• **To-do list**
(A) In the review of Audra McDonald's Berkeley concert, what was the first number she sang?
(B) Carry the review of Audra McDonald's Berkeley concert forward, starting after its final sentence.

• **Text to read**
▶

The bliss that is Audra McDonald

Audra McDonald is just so darn normal – not that outrageous beauty and talent are normal. But the point is, she could be a raging diva if she so chose. And maybe she is offstage (though I doubt it), but onstage, she’s funny, self-deprecating and comfortable, just as you’d expect of a girl from Fresno.

McDonald was back in the Bay Area Sunday afternoon for a concert at Zellerbach Hall on the U.C. Berkeley campus as part of the Cal Performances season. McDonald has been something of a regular visitor to Berkeley, and she never disappoints.

Sunday’s was a concert that almost didn’t happen. Flying into SFO from Eugene, Ore., McDonald encountered a baggage snafu. In the Bay Area for only a few hours – song, slam, thank you, ma’am – before she had to return to L.A. to resume filming of the ABC series “Private Practice,” McDonald found that her luggage had been checked all the way through to L.A. And the really bad news was that all the sheet music for her Berkeley concert was in those bags.

Oh, well. She and pianist Dan Lipton joked that this concert could be called “Songs that We Could Find the Sheet Music For,” or something like that.

If anyone in the packed audience was worried that four-time Tony Award-winner McDonald would offer a less-than-stellar show, they were soon calmed by several things: a) McDonald’s svelte and sexy figure poured into a full-length, low-cut, summery red gown and b) from the first number, the sexy, bass-heavy “When Lola Sings,” a specialty number written for her by Michael John LaChiusa, one of the new-guard Broadway composers she champions.

Just as she was launching into her second number, McDonald halted the proceedings – could it be a diva moment? She said, “Sorry, it’s just one of those days,” and she leaned down and picked up a roll of duct tape a stagehand had left on the stage, which was thrown into the wings.

Messy details taken care of, McDonald and her four-piece band got down to business with a lovely medley of Rodgers and Hammerstein’s “It Might as Well Be Spring” from State Fair and Lerner and Lane’s “Hurry, It’s Lovely Up Here” from On a Clear Day You Can See Forever. With her glorious soprano mixing otherworldly purity with your average, everyday shimmering beauty, McDonald delivers what might be considered show tune heaven.

Curiously, McDonald did not pay much attention to songs from her most recent album, “Build a Bridge” (on Nonesuch Records). She sang only one song from that contemporary collection, Adam Guettel’s “Dividing Day” from his Tony Award-winning The Light in the Piazza, which was a powerhouse dramatic aria in McDonald’s hands. This isn’t a complaint, it’s just that the album is so good that McDonald might have thrown a few more selections into her recital (then again, maybe that sheet music was in L.A.).

◀

• **Position identification records**
▶

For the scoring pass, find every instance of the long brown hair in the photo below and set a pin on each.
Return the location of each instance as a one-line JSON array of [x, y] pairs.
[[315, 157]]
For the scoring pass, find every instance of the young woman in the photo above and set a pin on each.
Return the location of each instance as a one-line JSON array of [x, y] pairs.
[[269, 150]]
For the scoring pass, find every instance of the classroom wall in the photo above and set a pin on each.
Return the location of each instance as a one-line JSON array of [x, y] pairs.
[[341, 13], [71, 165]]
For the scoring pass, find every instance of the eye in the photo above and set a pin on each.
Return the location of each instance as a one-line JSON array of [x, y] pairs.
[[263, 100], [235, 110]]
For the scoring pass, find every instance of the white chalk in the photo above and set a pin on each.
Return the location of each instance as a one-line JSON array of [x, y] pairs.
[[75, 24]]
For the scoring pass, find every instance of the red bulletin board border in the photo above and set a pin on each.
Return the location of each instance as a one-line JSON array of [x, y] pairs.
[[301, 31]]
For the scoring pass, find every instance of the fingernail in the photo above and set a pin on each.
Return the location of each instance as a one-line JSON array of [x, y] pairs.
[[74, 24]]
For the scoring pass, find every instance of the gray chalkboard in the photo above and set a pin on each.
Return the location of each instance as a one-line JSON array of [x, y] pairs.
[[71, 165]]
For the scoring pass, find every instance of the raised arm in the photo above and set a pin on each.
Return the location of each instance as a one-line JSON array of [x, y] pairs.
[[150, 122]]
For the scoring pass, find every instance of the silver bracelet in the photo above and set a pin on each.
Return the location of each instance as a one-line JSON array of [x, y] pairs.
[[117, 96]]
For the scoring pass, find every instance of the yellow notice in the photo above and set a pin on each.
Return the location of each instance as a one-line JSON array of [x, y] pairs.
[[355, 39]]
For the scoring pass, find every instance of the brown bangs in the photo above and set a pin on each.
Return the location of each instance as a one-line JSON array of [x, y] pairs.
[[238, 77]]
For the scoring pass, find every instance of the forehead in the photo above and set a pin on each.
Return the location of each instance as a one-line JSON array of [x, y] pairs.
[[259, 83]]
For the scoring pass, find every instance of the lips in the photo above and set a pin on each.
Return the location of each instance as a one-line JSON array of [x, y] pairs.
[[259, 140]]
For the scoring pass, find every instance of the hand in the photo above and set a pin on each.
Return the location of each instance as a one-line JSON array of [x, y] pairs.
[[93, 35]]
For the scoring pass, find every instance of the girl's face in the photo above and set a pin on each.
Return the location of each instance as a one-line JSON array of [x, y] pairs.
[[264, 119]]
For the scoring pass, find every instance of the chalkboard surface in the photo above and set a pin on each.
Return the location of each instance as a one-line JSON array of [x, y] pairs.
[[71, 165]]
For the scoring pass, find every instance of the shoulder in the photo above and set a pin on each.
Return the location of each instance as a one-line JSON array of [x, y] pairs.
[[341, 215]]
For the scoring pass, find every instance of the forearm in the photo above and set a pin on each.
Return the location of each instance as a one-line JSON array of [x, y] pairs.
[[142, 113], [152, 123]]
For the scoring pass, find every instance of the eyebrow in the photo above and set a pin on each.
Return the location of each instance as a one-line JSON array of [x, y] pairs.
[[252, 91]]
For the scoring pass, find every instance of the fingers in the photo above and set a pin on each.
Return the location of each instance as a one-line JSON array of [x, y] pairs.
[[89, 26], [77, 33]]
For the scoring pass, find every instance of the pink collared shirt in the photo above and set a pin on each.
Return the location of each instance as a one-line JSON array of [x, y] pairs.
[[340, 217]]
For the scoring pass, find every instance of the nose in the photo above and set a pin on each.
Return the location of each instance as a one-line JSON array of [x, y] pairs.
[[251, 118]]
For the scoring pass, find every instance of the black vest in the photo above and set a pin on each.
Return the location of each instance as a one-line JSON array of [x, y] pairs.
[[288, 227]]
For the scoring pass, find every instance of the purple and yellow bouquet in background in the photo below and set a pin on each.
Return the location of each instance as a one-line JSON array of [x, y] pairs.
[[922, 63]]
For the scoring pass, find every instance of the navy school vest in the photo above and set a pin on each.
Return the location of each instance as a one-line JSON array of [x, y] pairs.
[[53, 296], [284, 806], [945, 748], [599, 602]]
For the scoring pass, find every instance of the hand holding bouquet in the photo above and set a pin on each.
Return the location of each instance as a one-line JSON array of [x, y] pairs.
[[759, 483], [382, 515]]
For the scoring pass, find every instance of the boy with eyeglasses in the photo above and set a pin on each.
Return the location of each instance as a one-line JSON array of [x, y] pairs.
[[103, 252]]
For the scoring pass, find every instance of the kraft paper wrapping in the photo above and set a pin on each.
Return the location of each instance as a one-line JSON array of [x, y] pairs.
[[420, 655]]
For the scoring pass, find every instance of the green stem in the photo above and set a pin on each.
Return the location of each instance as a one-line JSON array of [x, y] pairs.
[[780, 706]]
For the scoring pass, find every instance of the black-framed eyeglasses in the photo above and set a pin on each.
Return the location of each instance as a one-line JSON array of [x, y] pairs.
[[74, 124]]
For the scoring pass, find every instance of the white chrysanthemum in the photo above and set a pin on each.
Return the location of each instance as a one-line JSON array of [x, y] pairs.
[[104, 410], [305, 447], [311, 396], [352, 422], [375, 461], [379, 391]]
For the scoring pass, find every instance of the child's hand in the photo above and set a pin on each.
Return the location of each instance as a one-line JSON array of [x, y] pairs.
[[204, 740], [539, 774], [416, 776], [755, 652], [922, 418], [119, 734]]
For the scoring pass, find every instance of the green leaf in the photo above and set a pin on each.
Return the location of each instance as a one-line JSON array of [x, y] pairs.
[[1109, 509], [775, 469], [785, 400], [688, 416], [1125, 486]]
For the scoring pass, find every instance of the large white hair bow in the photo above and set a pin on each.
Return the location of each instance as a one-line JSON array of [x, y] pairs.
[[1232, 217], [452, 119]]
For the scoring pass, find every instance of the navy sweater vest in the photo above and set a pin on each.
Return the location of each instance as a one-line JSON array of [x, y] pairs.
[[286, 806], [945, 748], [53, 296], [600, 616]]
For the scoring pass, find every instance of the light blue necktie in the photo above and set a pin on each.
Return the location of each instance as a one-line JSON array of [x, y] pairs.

◀

• **Per-task answers**
(A) She opened with "When Lola Sings," a specialty number written for her by Michael John LaChiusa.

(B)
Absent a wealth of new material, the audience had to “suffer” through some McDonald standards such as Jason Robert Brown’s “Stars and Moon,” an anti-capitalist story song that still packs a wallop, Jay Leonhart’s jazzy-funny “Beat My Dog,” the lustrous ballad “When Did I Fall in Love?” from Fiorello and Frank Loesser’s “Can’t Stop Talking About Him” from the Fred Astaire movie Let’s Dance.

Some of the 90-minute concert’s most intriguing numbers came from McDonald’s Carnegie Hall concert in which she sang songs that for one reason or another scared her. Among those songs were “Will He Like Me?” from She Loves Me,
Sondheim’s “The Glamorous Life” from the movie version of A Little Night Music and “Over the Rainbow” from The Wizard of Oz, performed beautifully with acoustic guitar (played by Brian Pardo).

Among the more dramatic moments were LaChiusa’s take on anger as part of a series of songs McDonald commissioned from her friends dealing with the seven deadly sins and the truly heartbreaking “I Won’t Mind,” a ballad of spinsterhood by Jeff Blumenkrantz, Annie Kessler and Libby Saines. McDonald’s version of “Bill” from Show Boat is usually a highlight, but McDonald diffuses the beauty of the song by putting it in a comic context. She chose to sing the song at an event honoring Bill Cosby, but the Bill in the song is just an ordinary guy and it turned out to be completely the wrong song to sing. So every lyric in the song that trumpets Bill’s lack of anything extraordinary gets an audience laugh because of the Cosby connection, and the song becomes something other than the lyrical beauty it is.

After a rousing audience sing-along to “I Could Have Danced All Night,” McDonald blended two Sondheim songs, “What Can You Lose?” from the movie Dick Tracy and “Not a Day Goes By” from Merrily We Roll Along, then capped the show with an encore of “Edelweiss” from The Sound of Music, performed without a microphone opposite Pardo’s acoustic guitar.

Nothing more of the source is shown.